** start Excerpted data **
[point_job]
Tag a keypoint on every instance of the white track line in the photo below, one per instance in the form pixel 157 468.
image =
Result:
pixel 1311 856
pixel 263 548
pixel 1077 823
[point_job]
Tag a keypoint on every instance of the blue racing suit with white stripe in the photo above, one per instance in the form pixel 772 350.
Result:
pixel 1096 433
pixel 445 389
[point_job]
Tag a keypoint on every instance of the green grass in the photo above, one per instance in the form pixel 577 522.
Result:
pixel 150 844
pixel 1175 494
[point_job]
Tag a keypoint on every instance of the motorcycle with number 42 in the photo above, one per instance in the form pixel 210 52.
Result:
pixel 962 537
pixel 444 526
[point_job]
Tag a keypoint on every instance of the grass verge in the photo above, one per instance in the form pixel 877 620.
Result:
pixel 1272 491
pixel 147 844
** end Excerpted data **
** start Excerpted data **
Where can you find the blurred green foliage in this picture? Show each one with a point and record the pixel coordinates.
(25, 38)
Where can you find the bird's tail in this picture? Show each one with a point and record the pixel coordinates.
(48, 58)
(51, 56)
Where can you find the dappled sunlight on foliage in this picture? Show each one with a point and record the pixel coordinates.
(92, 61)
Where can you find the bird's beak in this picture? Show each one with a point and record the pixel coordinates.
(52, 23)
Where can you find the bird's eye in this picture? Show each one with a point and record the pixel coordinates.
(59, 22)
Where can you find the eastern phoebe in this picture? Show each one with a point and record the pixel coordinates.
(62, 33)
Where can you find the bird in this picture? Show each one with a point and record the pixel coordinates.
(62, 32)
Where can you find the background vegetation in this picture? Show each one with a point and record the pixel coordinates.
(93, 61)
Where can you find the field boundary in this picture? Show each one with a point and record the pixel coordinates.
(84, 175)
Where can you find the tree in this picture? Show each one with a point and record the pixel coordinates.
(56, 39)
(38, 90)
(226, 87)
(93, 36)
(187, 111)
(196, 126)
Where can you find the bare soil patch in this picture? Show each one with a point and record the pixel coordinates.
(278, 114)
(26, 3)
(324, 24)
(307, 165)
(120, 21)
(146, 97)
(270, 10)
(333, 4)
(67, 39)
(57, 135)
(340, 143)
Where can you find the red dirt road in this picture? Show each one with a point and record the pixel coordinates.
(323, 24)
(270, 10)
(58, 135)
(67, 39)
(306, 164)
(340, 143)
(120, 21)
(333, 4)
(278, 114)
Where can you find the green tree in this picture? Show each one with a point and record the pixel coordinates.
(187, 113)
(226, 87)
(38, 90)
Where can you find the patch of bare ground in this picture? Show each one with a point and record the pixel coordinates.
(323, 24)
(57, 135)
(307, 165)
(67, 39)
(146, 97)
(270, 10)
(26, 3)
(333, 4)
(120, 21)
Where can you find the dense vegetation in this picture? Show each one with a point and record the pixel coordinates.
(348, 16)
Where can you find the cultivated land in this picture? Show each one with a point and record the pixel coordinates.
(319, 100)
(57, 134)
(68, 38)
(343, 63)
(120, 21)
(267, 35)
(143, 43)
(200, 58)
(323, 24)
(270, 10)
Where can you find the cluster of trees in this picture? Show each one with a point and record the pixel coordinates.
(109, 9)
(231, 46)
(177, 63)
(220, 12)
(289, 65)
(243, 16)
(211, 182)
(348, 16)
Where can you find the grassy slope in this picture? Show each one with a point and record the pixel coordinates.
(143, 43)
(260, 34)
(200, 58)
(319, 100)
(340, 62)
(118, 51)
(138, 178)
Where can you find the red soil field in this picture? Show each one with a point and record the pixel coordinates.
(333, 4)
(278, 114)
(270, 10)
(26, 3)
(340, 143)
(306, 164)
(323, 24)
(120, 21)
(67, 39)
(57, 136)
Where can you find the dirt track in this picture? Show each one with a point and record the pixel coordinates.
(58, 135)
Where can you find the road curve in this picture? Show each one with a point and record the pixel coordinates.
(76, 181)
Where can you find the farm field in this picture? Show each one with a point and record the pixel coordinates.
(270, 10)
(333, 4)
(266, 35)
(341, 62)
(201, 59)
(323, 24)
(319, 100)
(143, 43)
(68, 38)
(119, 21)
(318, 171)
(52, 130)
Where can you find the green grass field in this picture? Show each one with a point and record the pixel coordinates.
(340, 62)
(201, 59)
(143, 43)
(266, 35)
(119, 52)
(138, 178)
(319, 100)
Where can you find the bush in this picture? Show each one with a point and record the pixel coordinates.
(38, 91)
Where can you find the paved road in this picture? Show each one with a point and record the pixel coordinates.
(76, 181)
** end Excerpted data **
What you have to do
Please pull out each line from the entries above that contains the string "soil".

Answer to the problem
Where can you find the bare soil patch in this picture? Show each one with a point and record the pixel coordinates.
Where can you find the red soil field in this picture? Show each one with a point and record the pixel coordinates.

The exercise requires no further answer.